WHAT NEEDS TO BE DONE: The response should contain all of the records, copied exactly, and none of the images.

INPUT RECORDS:
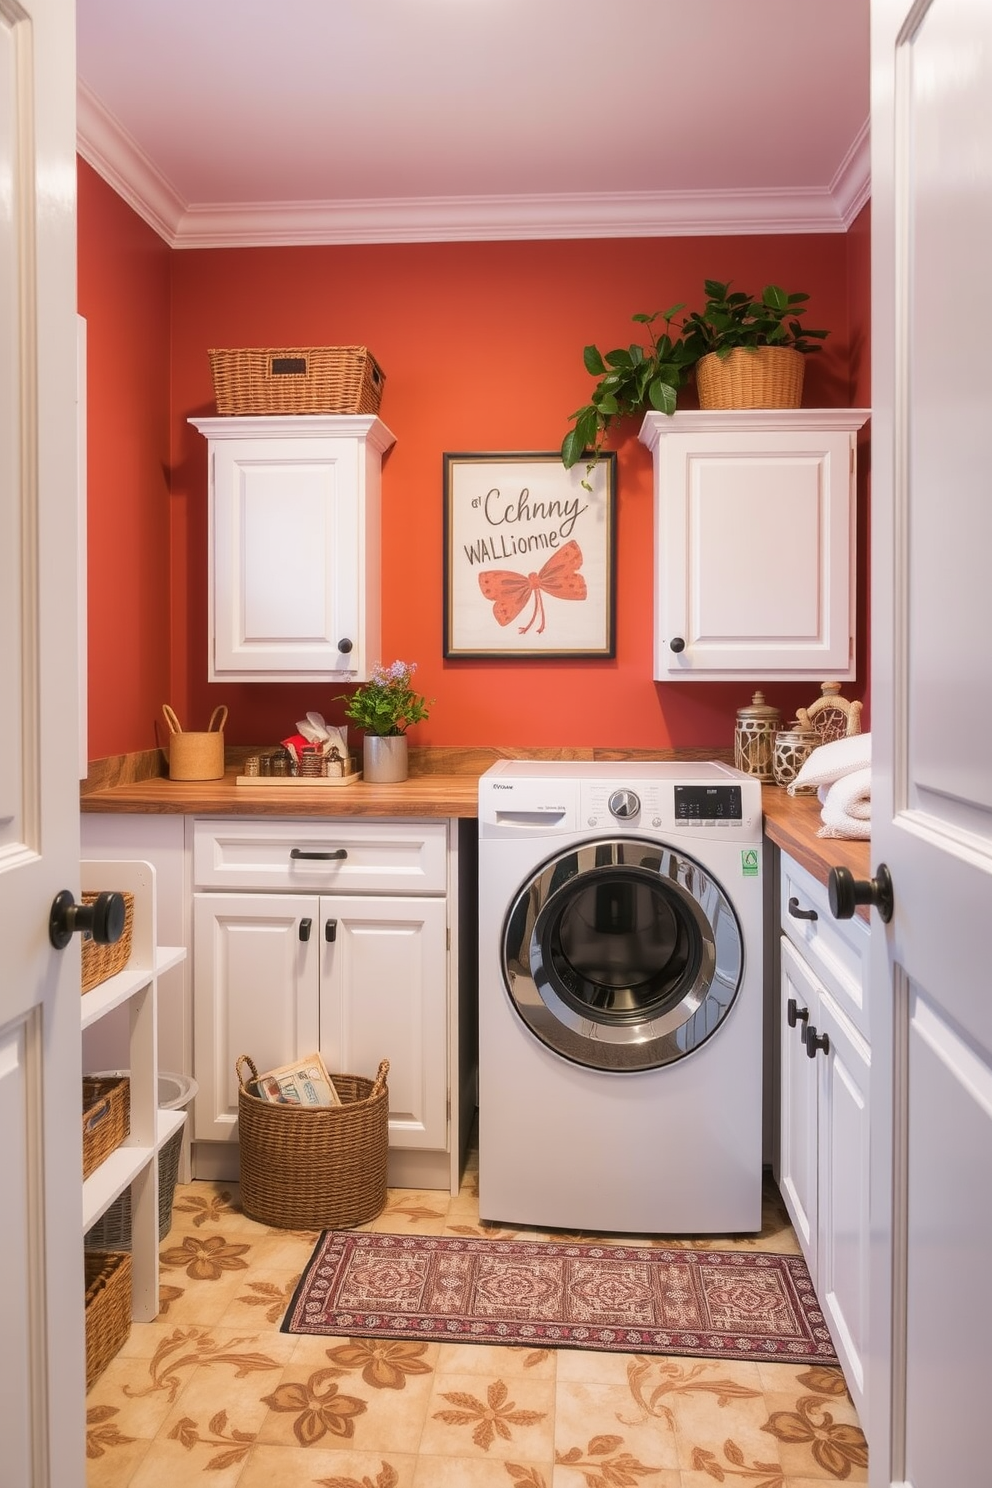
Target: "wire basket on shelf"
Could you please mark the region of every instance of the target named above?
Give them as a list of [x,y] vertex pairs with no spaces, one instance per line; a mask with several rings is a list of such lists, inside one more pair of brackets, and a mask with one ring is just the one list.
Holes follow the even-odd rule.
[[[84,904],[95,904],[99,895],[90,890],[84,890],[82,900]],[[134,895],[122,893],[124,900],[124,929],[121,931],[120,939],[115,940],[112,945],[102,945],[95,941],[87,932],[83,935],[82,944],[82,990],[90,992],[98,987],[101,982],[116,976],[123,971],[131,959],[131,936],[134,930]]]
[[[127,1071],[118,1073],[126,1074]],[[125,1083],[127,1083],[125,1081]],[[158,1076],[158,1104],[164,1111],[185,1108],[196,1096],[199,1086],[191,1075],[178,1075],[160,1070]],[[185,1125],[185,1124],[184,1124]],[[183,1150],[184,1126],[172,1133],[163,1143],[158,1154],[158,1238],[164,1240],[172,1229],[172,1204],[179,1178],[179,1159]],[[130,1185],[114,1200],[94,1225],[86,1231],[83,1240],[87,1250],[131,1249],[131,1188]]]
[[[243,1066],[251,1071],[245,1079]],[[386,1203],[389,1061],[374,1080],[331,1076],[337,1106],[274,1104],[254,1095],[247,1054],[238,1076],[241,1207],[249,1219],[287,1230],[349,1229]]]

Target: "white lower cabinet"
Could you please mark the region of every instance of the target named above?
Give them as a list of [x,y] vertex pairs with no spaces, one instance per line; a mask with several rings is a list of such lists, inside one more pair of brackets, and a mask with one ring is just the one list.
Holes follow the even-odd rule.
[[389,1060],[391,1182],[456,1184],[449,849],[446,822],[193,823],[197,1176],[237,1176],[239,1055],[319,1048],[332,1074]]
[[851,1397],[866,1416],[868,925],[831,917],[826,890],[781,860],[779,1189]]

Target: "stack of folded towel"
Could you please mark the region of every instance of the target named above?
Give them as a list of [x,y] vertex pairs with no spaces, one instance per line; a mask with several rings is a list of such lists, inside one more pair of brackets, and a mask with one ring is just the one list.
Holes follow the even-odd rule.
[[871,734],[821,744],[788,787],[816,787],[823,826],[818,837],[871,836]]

SOLUTION TO THE EXERCISE:
Target: "wire basket on shelf"
Could you please mark the region of every instance of the target named above?
Give them as a list of [x,y] vertex pairs with no spaces, one instance per line; a mask with several rings is a list of such lists, inside one more pair of brackets, and a mask with one ring is just the one list.
Holes follow the even-odd rule.
[[[84,904],[95,904],[99,895],[90,890],[84,890],[82,900]],[[134,895],[122,893],[124,900],[124,929],[121,931],[120,939],[115,940],[112,945],[102,945],[95,941],[87,932],[83,935],[82,944],[82,990],[90,992],[98,987],[101,982],[116,976],[123,971],[131,959],[131,936],[134,930]]]
[[[127,1071],[118,1073],[126,1074]],[[125,1083],[127,1083],[125,1081]],[[158,1076],[158,1104],[164,1111],[185,1108],[196,1096],[199,1086],[191,1075],[178,1075],[160,1070]],[[185,1125],[185,1124],[184,1124]],[[183,1150],[184,1126],[172,1133],[163,1143],[158,1154],[158,1238],[164,1240],[172,1229],[172,1204],[179,1178],[179,1159]],[[130,1185],[114,1200],[94,1225],[86,1231],[83,1240],[87,1250],[131,1249],[131,1188]]]
[[[243,1066],[251,1071],[245,1079]],[[386,1203],[389,1061],[374,1080],[331,1076],[337,1106],[274,1104],[254,1095],[247,1054],[238,1076],[241,1207],[249,1219],[287,1230],[349,1229]]]

Target: "white lower cabinet"
Could you please mark the region of every instance of the target named above?
Give them as a list of [x,y] vertex pairs with no spaces, one instance per line; a mask with several rings is a list of such lists, inside one more pair of brackets, and a mask with one ring is just the one list.
Holes follow the even-odd rule.
[[389,1060],[391,1182],[456,1184],[449,849],[446,822],[193,823],[197,1176],[237,1176],[239,1055],[319,1048],[332,1074]]
[[851,1397],[866,1416],[868,925],[831,917],[826,890],[781,860],[779,1189]]

Target: "stack of folded towel"
Could you please mark the region of every instance of the target named above?
Give them as a list of [x,y] vertex pairs with no spaces, one instance per line; a mask with several rings is a list of such lists, inside one more pair of brackets, and a mask with one ring is just the one list.
Holes follow the even-odd rule.
[[871,734],[821,744],[788,787],[816,787],[823,826],[818,837],[871,836]]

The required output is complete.